**À faire:** Pouvez-vous prolonger l'échange au Sénat sur le projet de loi touchant Statistique Canada, en reprenant juste après sa dernière phrase?

**Texte fourni:**
________

Je viens d'apprendre qu'on est à examiner un amendement voulant que le projet de loi exige seulement un consentement passif, ce qui est évidemment encore pire. Certes, dans toutes les questions délicates de protection des renseignements personnels, mes collaborateurs et moi-même sommes depuis longtemps d'avis que seul un consentement explicite est valable. Je ne voudrais pas trop m'étendre là-dessus, toutefois, car je nourris beaucoup de réserves à l'égard du projet de loi dans son ensemble.

Mes collaborateurs et moi-même appuyons le travail de Statistique Canada. Beaucoup de Canadiens inquiets nous ont souvent demandé s'ils devaient répondre et ce qu'ils devaient répondre aux questions importunes des recensements et autres enquêtes de Statistique Canada. Nous avons toujours été en mesure de leur assurer que le gouvernement s'était engagé à respecter la confidentialité de leurs réponses et que Statistique Canada avait toujours su protéger l'information confidentielle.

Nous ne pourrons plus donner cette assurance si ce projet de loi est adopté tel quel.

Je suis prêt à répondre à vos questions.

Le sénateur Morin: Merci, monsieurRadwanski, pour des observations extrêmement pertinentes.

Avez-vous été consulté sur ce projet de loi avant aujourd'hui? Avez-vous déjà eu l'occasion auparavant d'exposer ces points très importants?

________

**Extrait de données:**

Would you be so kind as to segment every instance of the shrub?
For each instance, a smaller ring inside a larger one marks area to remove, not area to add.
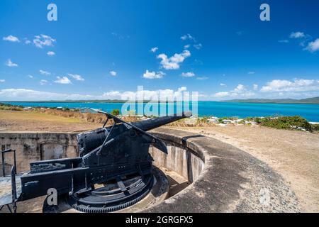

________

**Résultat de l'exercice:**
M. Radwanski: Avons-nous été consultés officiellement? Pas que je me souvienne, mais mon opinion a certes été rendue publique dès le départ. Il y a eu des discussions.

Je ne me souviens pas d'avoir été consulté, mais tout le monde savait que j'appuyais la position de compromis et que je contesterais toute loi qui ouvrirait un accès illimité à cette information.

Le sénateur Morin: On nous a dit que le projet de loi est en soi un compromis. Appuyez-vous le projet de loi comme compromis?

M. Radwanski: Non, j'appuie la position de compromis qui a été mise au point par mon prédécesseur et par Statistique Canada— et les Archives, je suppose— position qui veut qu'on mette les données des recensements à la disposition des personnes qui souhaitent mener des recherches généalogiques sur leur famille, de même qu'aux historiens sérieux qui mènent des recherches historiques jugées par les pairs.

L'information devait essentiellement rester sous la garde de Statistique Canada. Les personnes autorisées seraient considérées à cette fin comme des employés de Statistique Canada, et seraient tenues d'observer les règles de confidentialité.

Le sénateur Morin: Par conséquent, cette information ne pourrait pas être publiée ni rendue publique, ni même mise à la disposition des autres membres de la famille. Elle serait réservée à l'usage personnel.

M. Radwanski: On aurait pu la faire circuler au sein de la famille, mais pas l'utiliser à d'autres fins.

Le sénateur Morin: On n'aurait pas pu publier l'information dans un document scientifique, par exemple, si elle était identifiée.

M. Radwanski: C'était la seconde catégorie. Des historiens sérieux pourraient publier une partie de cette information dans le cadre de recherches jugées par les pairs.

Le sénateur Morin: Même si elle était identifiée?

M. Radwanski: Oui.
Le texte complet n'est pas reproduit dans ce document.